Figure 3: The change of chest radiography is shown. A mass in the left lung field is apparently reduced. (A: Before chemotherapy, B: After the first course of chemotherapy, C: After the fourth course of chemotherapy).

Figure 4: The change of contrast-enhanced chest computed tomography is shown. A mass in the left lung field is apparently reduced. (A: Before chemotherapy, B: After the first course of chemotherapy, C: After the fourth course of chemotherapy).

AMR is an anticancer agent belonging to the anthracycline family that was developed in Japan. AMR is a derivative of doxorubicin. It exerts antitumor effects by inhibiting type II topoisomerase. Strong antitumor effects of AMR for SCLC cancer were reported at a meeting of the American Society of Clinical Oncology in 1998. Since then, the use of AMR has increased. AMR is considered to be a promising second-line chemotherapy drug for patients with relapsed SCLC. In high-risk cases, AMR is used as a first-line chemotherapy drug. In a phase II study for SCLC comparing combination therapy with CDDP plus ETP as well as with CDDP plus irinotecan [1], the results were as follows, RR 84% vs. 66%, MST 12.8 vs. 9.4 months, and 2-year survival rate 19.5% vs. 5.2%, respectively. In a phase II study of AMR monotherapy for untreated [2], extended SCLC, RR was reported to be 76% and MST 11.7 months. Thus, the results of AMR monotherapy were not inferior to those of the multidrug chemotherapy. Combination therapy of AMR plus CDDP yielded better results, in a phase I /II study of combination therapy with AMR (60 mg/m²) plus CDDP (40 mg/m²) [3]. In that study, RR was 87.8% and MST was 13.6 months. In a study of AMR monotherapy (40 mg/m² for 3 days every 3 weeks) for relapsed SCLC [4], the rate of sensitive relapse was 52% and that of resistant relapse was 50%. MST in cases of sensitive relapse was 11.5 months and MST in cases of resistant relapse was 10.3 months. In a study of AMR monotherapy (45 mg/m² for 3 days every 3 weeks) for relapsed SCLC after initial treatment with CDDP [5], RR was 53% and MST was 8.8 months.
● ● ● ● ●
● **INSTRUCTIONS**:
A. According to the passage on AMR, how does AMR exert its antitumor effects?
B. Using the passage on AMR, explain in one to three sentences why the use of AMR has increased.
C. Proceed with the passage on AMR, writing on from its final sentence.
The lines after this passage are separate material and have no connection to it.

● **SUPPLIED ENTRIES**:
● ● ● ● ●
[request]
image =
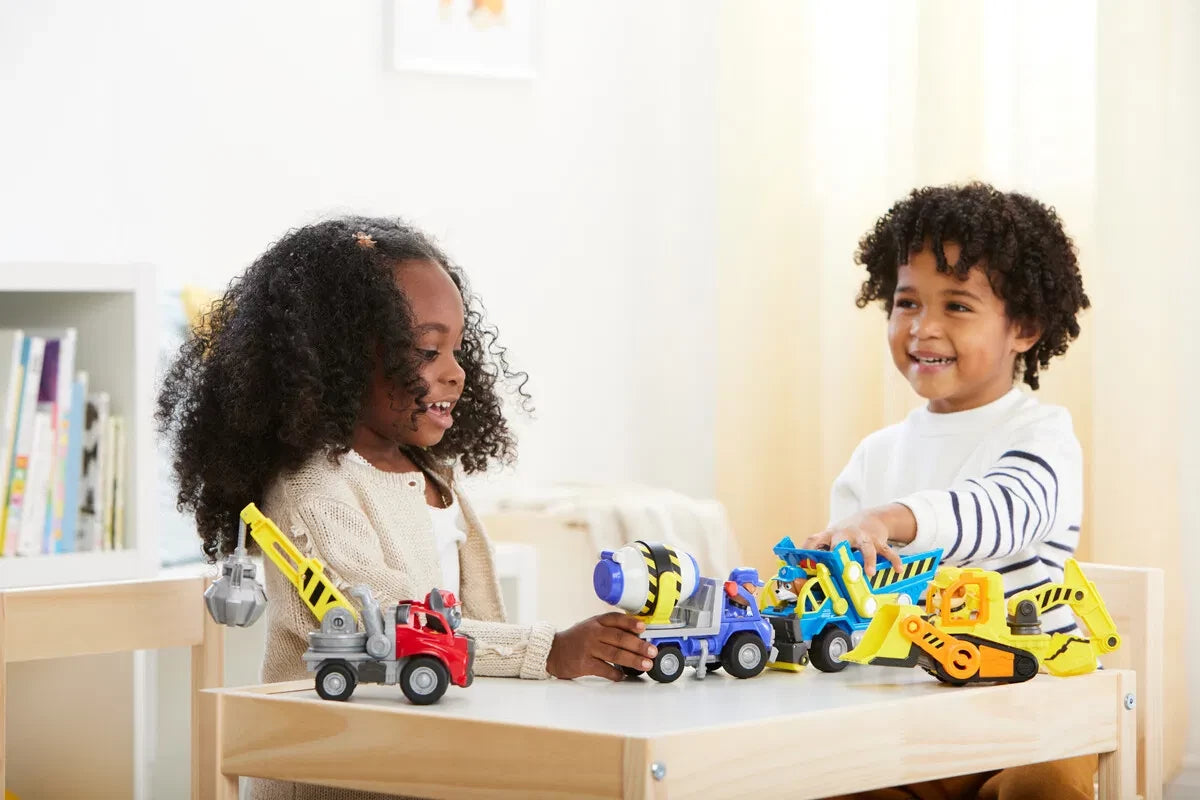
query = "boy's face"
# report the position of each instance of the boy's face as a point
(438, 322)
(952, 338)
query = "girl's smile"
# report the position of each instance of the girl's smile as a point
(951, 337)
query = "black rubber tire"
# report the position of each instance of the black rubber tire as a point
(336, 680)
(828, 648)
(744, 655)
(415, 680)
(667, 665)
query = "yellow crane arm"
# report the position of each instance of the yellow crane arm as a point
(1083, 597)
(307, 575)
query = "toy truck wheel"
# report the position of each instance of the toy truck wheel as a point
(667, 665)
(828, 649)
(424, 680)
(744, 656)
(336, 680)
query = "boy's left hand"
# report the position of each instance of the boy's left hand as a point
(871, 533)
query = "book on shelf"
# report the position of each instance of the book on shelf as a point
(63, 464)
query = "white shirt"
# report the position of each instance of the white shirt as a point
(449, 530)
(997, 487)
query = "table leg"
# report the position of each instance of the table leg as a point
(1119, 769)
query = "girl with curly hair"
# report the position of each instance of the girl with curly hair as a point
(341, 383)
(981, 287)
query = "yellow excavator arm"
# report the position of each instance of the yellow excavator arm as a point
(307, 575)
(1067, 654)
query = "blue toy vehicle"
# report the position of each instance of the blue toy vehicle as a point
(693, 621)
(821, 602)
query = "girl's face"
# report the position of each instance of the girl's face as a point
(952, 338)
(438, 322)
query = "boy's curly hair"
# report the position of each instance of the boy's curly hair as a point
(280, 367)
(1020, 244)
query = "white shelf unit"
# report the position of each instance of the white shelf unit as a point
(113, 308)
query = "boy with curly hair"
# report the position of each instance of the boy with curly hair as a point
(981, 287)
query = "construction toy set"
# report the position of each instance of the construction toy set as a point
(413, 643)
(967, 632)
(820, 606)
(820, 602)
(693, 621)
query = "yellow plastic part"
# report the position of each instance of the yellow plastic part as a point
(967, 600)
(307, 575)
(839, 603)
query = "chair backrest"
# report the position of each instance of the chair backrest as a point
(1134, 599)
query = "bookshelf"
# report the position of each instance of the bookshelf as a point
(114, 310)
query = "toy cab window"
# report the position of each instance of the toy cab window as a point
(814, 595)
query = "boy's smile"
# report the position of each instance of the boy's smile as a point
(953, 338)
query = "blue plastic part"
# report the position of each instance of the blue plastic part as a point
(609, 579)
(813, 623)
(733, 619)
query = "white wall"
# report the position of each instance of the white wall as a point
(1185, 132)
(580, 203)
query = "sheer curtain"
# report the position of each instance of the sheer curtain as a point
(831, 112)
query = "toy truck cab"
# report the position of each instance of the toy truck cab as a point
(718, 626)
(424, 653)
(433, 651)
(821, 602)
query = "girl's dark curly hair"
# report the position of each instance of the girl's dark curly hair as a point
(280, 368)
(1020, 244)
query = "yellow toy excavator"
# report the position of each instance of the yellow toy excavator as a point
(967, 633)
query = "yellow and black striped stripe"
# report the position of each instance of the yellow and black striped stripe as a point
(1056, 596)
(659, 560)
(889, 575)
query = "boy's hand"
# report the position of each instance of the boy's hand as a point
(870, 533)
(594, 645)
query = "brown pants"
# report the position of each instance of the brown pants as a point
(1071, 779)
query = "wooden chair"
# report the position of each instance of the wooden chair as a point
(91, 619)
(1134, 599)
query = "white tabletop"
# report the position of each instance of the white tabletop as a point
(642, 708)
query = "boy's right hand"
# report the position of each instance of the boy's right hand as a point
(594, 645)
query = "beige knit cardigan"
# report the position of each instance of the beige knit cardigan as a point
(370, 527)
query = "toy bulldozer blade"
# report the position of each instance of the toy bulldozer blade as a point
(237, 599)
(885, 643)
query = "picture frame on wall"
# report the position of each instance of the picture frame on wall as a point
(486, 38)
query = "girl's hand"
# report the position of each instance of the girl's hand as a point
(594, 645)
(870, 533)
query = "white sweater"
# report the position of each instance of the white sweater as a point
● ● ● ● ●
● **EXERCISE RESPONSES**:
A. It inhibits type II topoisomerase.

B. Strong antitumor effects of AMR for SCLC were reported at a meeting of the American Society of Clinical Oncology in 1998. Its use has increased since that report.

C.
For estimating the appropriate dose of AMR in patients with SCLS, a phase II trial was performed comparing the efficiency and efficacy of AMR at a dose of 40 mg/m² and a dose of 35 mg/m² [6]. The latter dose was not inferior to AMR at a dose of 40 mg/m², and hematological toxicity was low. In the case reported here, during the first cycle of chemotherapy (AMR 40 mg/m²), hematological toxicity and digestive symptoms, including nausea and loss of appetite were evident. After the second cycle, a reduction in the dose of AMR to 35 mg/m² alleviated the side effects while maintaining partial response prior to the development of pneumonia.

The patients with history of coronary artery disease or congestive heart failure are considered unsuitable in phase II trial of AMR monotherapy for SCLS because of its cardiac toxicity. However, if selected properly, some cases can be treated safely and effectively despite the history of coronary artery disease or congestive heart failure.

We experienced a case of SCLC in an elderly female patient complicated by chronic renal and heart failure treated using AMR monotherapy. In this case, hematological toxicity (Grade 3) and digestive symptoms (Grade 2) were ameliorated by dose reduction of AMR from 40 mg/m² to 35 mg/m². Further evidence of the efficacy of AMR monotherapy for untreated SCLC is required. Despite the history of coronary artery disease or congestive heart failure, it is suggested that there may be cases which are treated safely and effectively.